How to Value My Business for Sale: Understanding Your Freedom Number
- Sep 7, 2025
- 7 min read
Updated: Mar 7
Introduction
If you’re planning to sell your business in the next few years, there’s one crucial number you need to know: your Freedom Number. This isn’t just about revenue or profit. It’s the amount of money you need after tax to fund your ideal life after selling your business.
Without knowing your Freedom Number, you risk selling too early, undervaluing your business, or holding on for too long out of fear.
In this article, I’ll guide you through calculating your Freedom Number and using it to shape your exit plan. This way, you can retire comfortably and on your terms.
What Is a Freedom Number?
Your Freedom Number is the minimum net proceeds you need from the sale of your business to live comfortably without financial stress.
It’s based on your lifestyle goals, time horizon, and planned activities after the sale. It’s not just about what the market might pay for your company. Think of it as your personal sale target. Without it, you’re flying blind.

How Businesses Are Actually Valued for Sale
Before you can calculate your Freedom Number, you need to understand how buyers and their advisors will value your business, and crucially, why the method used matters as much as the numbers themselves.
Most business valuations rely on a single method. That's a problem, because no single method tells the complete story of a business.
The three most common approaches are:
EBITDA-based valuation: Your Earnings Before Interest, Tax, Depreciation and Amortisation, multiplied by a sector-specific figure. This measures operational performance before financing and accounting adjustments, showing how efficiently your business generates profit from its core operations. However, used alone, it can overvalue businesses with high debt or weak cash flow.

DATA EXTRACT:
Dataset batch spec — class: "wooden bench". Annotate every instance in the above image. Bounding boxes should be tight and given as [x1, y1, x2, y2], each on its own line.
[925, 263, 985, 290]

TO BE DONE:
(A) In the Freedom Number article, what does EBITDA stand for?
(B) Reproduce the stretch of the Freedom Number article from "In this article, I’ll" through "you’re flying blind.".
The lines have no connection to the Freedom Number article.

OUTPUTS BY TASK:
(A) Earnings Before Interest, Tax, Depreciation and Amortisation.

(B)
In this article, I’ll guide you through calculating your Freedom Number and using it to shape your exit plan. This way, you can retire comfortably and on your terms.
What Is a Freedom Number?
Your Freedom Number is the minimum net proceeds you need from the sale of your business to live comfortably without financial stress.
It’s based on your lifestyle goals, time horizon, and planned activities after the sale. It’s not just about what the market might pay for your company. Think of it as your personal sale target. Without it, you’re flying blind.